(Record set begins)
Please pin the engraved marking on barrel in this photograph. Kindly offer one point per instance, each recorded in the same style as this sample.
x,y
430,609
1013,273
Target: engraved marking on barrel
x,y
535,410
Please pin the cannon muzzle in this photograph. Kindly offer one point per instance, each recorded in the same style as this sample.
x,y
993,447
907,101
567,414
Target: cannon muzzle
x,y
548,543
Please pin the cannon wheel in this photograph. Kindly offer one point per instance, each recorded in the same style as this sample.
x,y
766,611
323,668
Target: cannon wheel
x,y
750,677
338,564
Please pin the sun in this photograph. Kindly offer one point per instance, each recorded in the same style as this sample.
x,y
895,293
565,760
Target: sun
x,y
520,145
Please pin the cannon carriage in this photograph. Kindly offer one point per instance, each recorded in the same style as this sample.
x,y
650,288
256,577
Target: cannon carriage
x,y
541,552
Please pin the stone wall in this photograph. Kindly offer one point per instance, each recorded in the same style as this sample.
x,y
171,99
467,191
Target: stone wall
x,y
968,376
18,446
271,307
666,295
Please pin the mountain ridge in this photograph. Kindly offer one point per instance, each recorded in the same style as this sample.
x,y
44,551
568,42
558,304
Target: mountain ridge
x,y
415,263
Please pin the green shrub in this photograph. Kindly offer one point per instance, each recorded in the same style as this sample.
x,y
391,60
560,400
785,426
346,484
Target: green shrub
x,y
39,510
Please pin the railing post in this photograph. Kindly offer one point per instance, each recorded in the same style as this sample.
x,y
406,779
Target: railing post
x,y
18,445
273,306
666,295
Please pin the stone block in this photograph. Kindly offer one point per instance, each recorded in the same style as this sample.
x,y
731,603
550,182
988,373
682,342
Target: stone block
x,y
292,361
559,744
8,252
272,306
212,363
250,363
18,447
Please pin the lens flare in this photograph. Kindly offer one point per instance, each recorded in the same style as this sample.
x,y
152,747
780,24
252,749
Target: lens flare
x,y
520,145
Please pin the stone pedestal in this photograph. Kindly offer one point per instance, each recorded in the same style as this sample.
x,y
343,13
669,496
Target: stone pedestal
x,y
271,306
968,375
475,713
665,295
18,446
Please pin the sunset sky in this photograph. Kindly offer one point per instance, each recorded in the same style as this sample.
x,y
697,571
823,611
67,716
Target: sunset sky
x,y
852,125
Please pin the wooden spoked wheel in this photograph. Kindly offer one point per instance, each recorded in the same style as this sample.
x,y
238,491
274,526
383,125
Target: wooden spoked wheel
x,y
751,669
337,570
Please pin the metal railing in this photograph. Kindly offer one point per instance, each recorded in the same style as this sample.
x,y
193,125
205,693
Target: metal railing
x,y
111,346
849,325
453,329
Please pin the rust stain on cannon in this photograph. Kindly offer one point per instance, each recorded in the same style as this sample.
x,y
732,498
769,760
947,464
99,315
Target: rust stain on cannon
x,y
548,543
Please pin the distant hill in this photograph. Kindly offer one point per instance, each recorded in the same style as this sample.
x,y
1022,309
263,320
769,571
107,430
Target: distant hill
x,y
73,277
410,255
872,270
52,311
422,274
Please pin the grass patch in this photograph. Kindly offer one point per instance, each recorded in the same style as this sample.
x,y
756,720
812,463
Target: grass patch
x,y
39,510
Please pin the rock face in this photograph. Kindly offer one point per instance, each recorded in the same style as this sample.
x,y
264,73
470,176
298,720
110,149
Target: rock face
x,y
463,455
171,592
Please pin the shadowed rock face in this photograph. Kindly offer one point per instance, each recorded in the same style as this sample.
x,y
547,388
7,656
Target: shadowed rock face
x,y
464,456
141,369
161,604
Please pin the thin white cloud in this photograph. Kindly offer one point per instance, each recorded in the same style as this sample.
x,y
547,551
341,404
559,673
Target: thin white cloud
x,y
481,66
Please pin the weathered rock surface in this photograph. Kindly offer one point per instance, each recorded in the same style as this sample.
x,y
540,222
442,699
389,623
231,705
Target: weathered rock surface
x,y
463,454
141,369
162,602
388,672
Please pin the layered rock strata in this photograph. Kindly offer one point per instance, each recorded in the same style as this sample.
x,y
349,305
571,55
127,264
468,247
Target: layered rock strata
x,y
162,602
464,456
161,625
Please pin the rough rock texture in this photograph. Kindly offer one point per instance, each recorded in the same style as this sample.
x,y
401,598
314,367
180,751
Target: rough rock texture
(Record set ends)
(Record set begins)
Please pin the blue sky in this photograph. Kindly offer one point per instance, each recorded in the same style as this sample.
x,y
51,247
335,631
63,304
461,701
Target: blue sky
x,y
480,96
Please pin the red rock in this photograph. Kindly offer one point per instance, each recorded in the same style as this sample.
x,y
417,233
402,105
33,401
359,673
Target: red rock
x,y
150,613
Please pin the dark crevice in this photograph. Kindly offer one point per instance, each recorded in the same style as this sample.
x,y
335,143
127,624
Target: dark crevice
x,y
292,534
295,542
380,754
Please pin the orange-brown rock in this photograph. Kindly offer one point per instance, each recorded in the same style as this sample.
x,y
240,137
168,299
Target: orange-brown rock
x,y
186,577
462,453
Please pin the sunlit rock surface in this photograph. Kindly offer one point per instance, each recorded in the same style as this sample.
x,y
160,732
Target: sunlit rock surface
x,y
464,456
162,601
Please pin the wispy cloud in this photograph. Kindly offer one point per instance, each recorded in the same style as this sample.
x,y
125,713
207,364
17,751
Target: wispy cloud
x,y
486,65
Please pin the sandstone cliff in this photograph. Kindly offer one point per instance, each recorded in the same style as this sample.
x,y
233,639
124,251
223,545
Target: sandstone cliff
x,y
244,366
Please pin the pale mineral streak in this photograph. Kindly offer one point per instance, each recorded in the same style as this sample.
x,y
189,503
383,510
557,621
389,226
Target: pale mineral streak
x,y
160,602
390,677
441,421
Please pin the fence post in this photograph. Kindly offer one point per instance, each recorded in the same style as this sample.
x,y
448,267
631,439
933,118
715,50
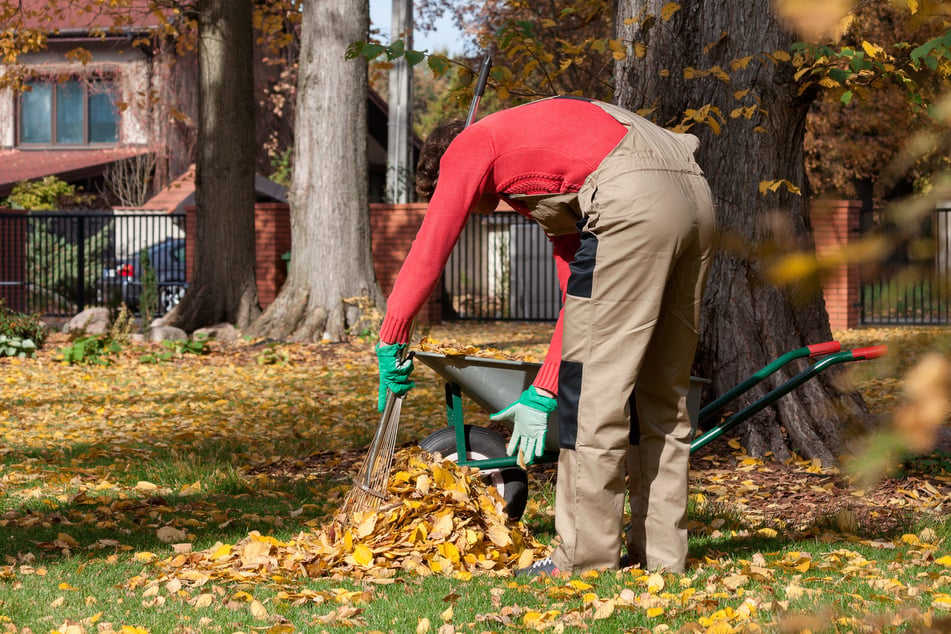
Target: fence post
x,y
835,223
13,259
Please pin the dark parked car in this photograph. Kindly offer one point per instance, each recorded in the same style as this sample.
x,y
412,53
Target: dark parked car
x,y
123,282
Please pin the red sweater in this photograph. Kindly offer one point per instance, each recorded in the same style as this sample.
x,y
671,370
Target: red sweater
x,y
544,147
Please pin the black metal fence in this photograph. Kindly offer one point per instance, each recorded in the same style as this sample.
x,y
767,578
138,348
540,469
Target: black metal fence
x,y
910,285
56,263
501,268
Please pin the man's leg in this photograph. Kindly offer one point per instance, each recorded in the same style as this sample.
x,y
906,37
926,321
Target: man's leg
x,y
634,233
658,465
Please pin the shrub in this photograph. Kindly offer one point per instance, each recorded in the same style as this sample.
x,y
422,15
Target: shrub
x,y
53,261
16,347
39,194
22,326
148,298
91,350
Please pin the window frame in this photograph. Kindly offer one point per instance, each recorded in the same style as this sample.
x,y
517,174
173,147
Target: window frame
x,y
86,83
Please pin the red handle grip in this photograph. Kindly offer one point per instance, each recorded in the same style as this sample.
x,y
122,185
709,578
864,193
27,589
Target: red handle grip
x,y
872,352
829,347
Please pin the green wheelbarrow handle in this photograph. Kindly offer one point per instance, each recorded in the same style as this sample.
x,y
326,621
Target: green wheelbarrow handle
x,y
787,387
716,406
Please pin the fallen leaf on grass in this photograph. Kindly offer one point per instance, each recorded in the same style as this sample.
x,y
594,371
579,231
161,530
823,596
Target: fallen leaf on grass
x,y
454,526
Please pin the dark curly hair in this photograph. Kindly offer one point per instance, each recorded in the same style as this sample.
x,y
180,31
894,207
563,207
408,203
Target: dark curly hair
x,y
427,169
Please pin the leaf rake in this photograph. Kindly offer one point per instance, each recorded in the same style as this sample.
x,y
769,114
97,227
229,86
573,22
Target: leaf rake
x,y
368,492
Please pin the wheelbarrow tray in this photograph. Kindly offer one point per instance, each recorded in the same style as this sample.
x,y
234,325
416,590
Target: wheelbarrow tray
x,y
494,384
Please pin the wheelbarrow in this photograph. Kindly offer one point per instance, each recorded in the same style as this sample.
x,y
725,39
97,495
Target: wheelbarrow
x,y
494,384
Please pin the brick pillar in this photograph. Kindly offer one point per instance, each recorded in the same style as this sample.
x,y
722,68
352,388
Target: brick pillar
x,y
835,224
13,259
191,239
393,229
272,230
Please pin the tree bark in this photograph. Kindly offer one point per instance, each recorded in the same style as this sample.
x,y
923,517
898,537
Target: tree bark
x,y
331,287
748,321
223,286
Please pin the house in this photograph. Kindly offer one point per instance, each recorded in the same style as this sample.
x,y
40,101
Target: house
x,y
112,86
(Record set ends)
(Record set begins)
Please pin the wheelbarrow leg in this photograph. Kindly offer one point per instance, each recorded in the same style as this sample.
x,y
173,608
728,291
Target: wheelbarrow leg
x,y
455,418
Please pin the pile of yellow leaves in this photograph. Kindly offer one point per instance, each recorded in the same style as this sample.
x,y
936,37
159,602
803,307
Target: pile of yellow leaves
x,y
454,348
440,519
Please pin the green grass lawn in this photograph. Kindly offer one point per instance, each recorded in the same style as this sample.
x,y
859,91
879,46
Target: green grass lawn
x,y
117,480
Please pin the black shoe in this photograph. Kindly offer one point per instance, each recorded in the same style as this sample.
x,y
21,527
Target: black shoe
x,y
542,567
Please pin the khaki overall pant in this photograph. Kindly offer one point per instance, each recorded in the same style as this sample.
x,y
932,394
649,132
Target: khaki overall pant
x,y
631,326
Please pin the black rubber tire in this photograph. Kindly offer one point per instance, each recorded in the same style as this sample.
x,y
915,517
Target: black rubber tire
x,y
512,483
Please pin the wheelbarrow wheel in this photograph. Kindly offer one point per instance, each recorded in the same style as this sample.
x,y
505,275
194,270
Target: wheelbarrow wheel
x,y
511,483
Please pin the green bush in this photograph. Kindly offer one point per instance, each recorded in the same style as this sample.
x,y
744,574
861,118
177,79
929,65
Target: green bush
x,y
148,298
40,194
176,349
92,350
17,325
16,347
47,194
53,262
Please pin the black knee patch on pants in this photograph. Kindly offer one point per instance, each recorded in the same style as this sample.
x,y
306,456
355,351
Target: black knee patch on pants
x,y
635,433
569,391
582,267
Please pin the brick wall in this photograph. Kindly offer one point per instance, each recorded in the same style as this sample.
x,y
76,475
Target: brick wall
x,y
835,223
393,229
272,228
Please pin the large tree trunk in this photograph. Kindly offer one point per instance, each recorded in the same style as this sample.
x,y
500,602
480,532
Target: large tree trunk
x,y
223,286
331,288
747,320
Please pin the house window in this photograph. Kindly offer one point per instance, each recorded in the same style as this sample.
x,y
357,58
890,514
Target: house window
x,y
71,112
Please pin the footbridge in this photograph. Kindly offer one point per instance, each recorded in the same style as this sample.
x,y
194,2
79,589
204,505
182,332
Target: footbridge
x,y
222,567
(Record set ends)
Work required:
Check each line above for the word "texture" and copy the ones that have it.

The answer:
Please pin the rough rock texture in this photograph. Kindly offer one point per instance, each recorded in the same style as this sample.
Target: rough rock texture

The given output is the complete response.